___ DATA EXCERPTS

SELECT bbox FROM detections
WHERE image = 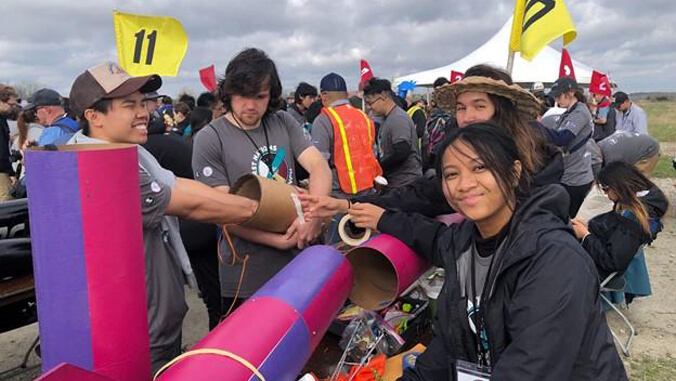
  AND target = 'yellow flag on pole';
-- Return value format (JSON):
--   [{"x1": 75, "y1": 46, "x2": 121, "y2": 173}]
[
  {"x1": 113, "y1": 11, "x2": 188, "y2": 76},
  {"x1": 509, "y1": 0, "x2": 577, "y2": 61}
]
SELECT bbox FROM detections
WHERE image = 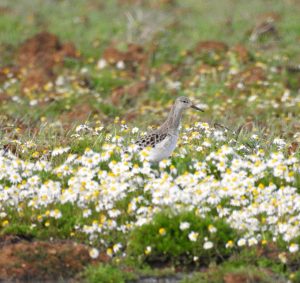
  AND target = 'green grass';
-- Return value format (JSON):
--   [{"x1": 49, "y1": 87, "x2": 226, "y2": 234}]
[{"x1": 0, "y1": 0, "x2": 300, "y2": 283}]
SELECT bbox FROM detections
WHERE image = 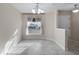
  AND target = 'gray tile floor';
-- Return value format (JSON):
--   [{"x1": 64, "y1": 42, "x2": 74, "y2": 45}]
[{"x1": 8, "y1": 40, "x2": 73, "y2": 55}]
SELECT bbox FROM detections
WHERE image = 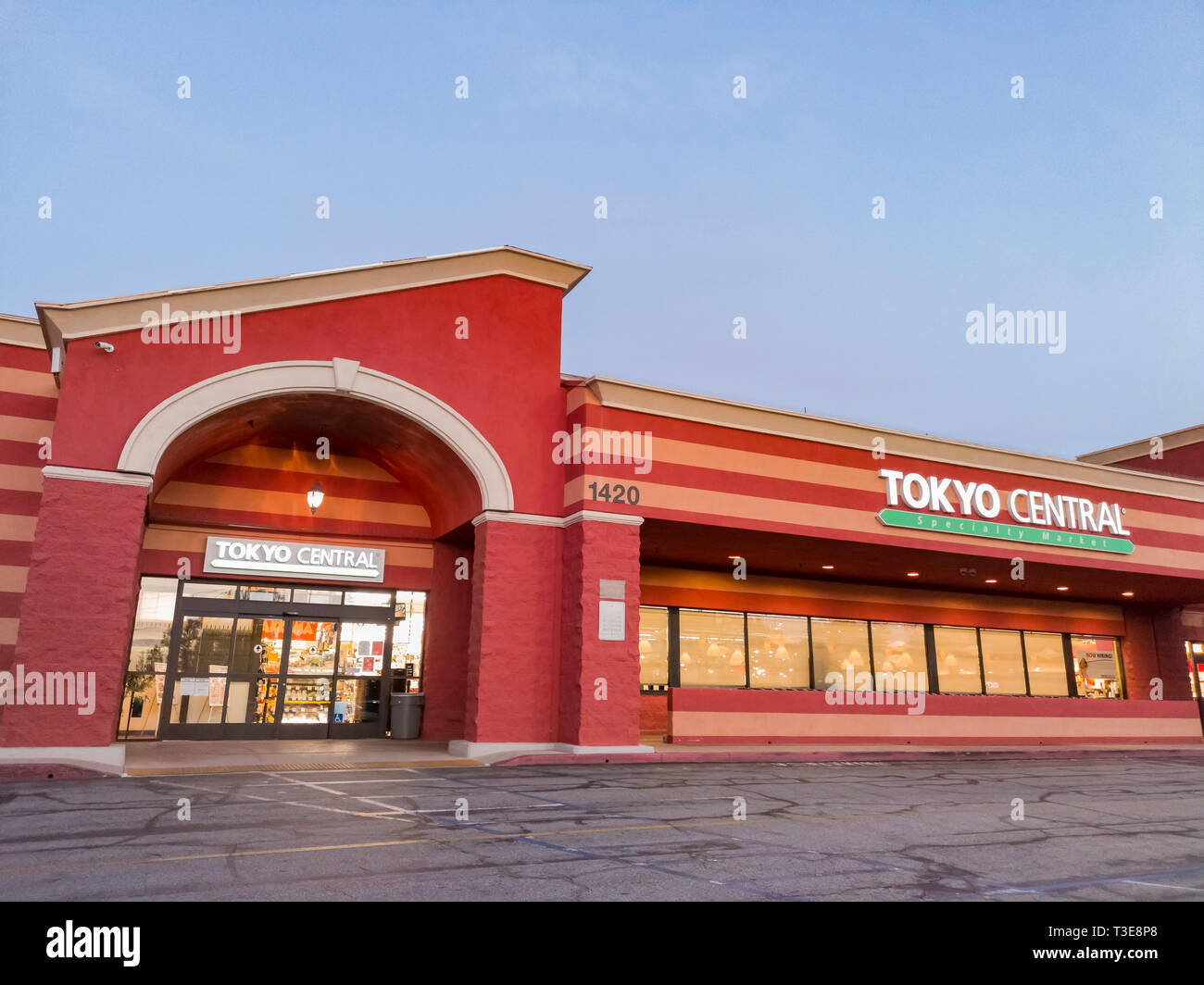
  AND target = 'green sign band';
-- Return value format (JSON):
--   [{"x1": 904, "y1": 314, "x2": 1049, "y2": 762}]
[{"x1": 878, "y1": 509, "x2": 1133, "y2": 554}]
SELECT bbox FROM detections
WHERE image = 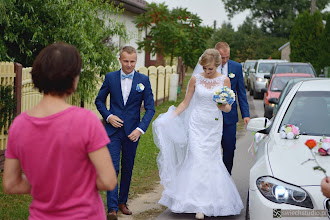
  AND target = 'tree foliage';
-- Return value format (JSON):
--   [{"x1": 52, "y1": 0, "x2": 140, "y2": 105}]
[
  {"x1": 0, "y1": 0, "x2": 126, "y2": 103},
  {"x1": 290, "y1": 11, "x2": 329, "y2": 72},
  {"x1": 135, "y1": 3, "x2": 212, "y2": 67},
  {"x1": 222, "y1": 0, "x2": 329, "y2": 38}
]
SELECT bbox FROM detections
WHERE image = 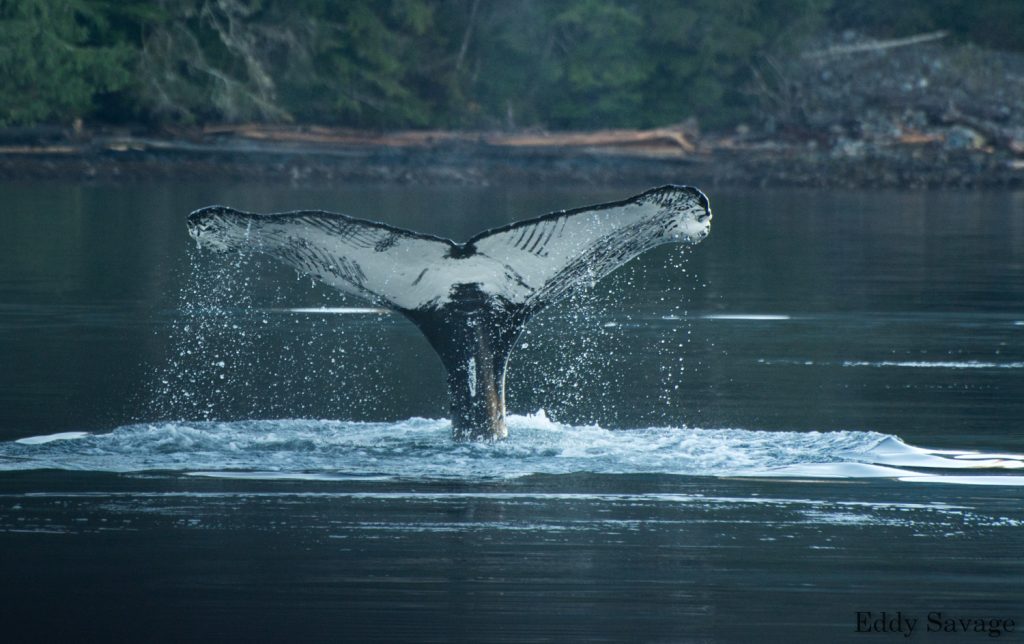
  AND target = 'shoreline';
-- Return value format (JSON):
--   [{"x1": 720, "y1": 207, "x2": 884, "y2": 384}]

______

STATED TASK ▸
Put each line of the rows above into a Markdown table with the columns Number and Line, numbering the lines in order and skipping blank lines. Leave the pictures out of the answer.

FINISHED EXERCISE ▸
| Number | Line |
|---|---|
| 1 | SELECT bbox FROM detections |
| 2 | WHERE image =  |
| 3 |   AND target = 'yellow flag on pole'; |
| 4 | -- Return value format (JSON): |
| 5 | --   [{"x1": 75, "y1": 46, "x2": 121, "y2": 173}] |
| 6 | [ |
| 7 |   {"x1": 113, "y1": 11, "x2": 188, "y2": 76}, |
| 8 |   {"x1": 509, "y1": 0, "x2": 577, "y2": 61} |
| 9 | ] |
| 10 | SELECT bbox FROM detections |
| 11 | WHERE image =  |
| 12 |   AND target = 'green grass'; |
| 13 | -- Return value format (JSON): |
| 14 | --   [{"x1": 49, "y1": 87, "x2": 226, "y2": 234}] |
| 15 | [{"x1": 0, "y1": 0, "x2": 300, "y2": 283}] |
| 16 | SELECT bbox FROM detections |
| 17 | WHERE image =  |
| 18 |   AND target = 'gray tile floor'; |
| 19 | -- Return value format (JSON): |
| 20 | --   [{"x1": 64, "y1": 42, "x2": 74, "y2": 45}] |
| 21 | [{"x1": 8, "y1": 40, "x2": 73, "y2": 55}] |
| 22 | SELECT bbox FROM detections |
| 23 | WHERE image =  |
| 24 |   AND target = 'green sign band'; |
| 25 | -- Return value format (JSON): |
| 26 | --   [{"x1": 904, "y1": 314, "x2": 1049, "y2": 762}] |
| 27 | [{"x1": 878, "y1": 509, "x2": 1133, "y2": 554}] |
| 28 | SELECT bbox FROM detections |
| 29 | WHERE image =  |
| 30 |   AND target = 'tree foliage'; |
| 31 | -- Return value format (JSON): |
| 32 | --   [{"x1": 52, "y1": 0, "x2": 140, "y2": 105}] |
| 33 | [ |
| 34 |   {"x1": 0, "y1": 0, "x2": 126, "y2": 103}, |
| 35 |   {"x1": 290, "y1": 11, "x2": 329, "y2": 72}, |
| 36 |   {"x1": 135, "y1": 3, "x2": 212, "y2": 67}, |
| 37 |   {"x1": 222, "y1": 0, "x2": 329, "y2": 38} |
| 38 | ] |
| 39 | SELECT bbox FROM detections |
| 40 | WHERE image =  |
| 41 |   AND target = 'shoreline'; |
| 42 | -- Return value format (JSON): |
| 43 | --   [{"x1": 720, "y1": 207, "x2": 884, "y2": 384}] |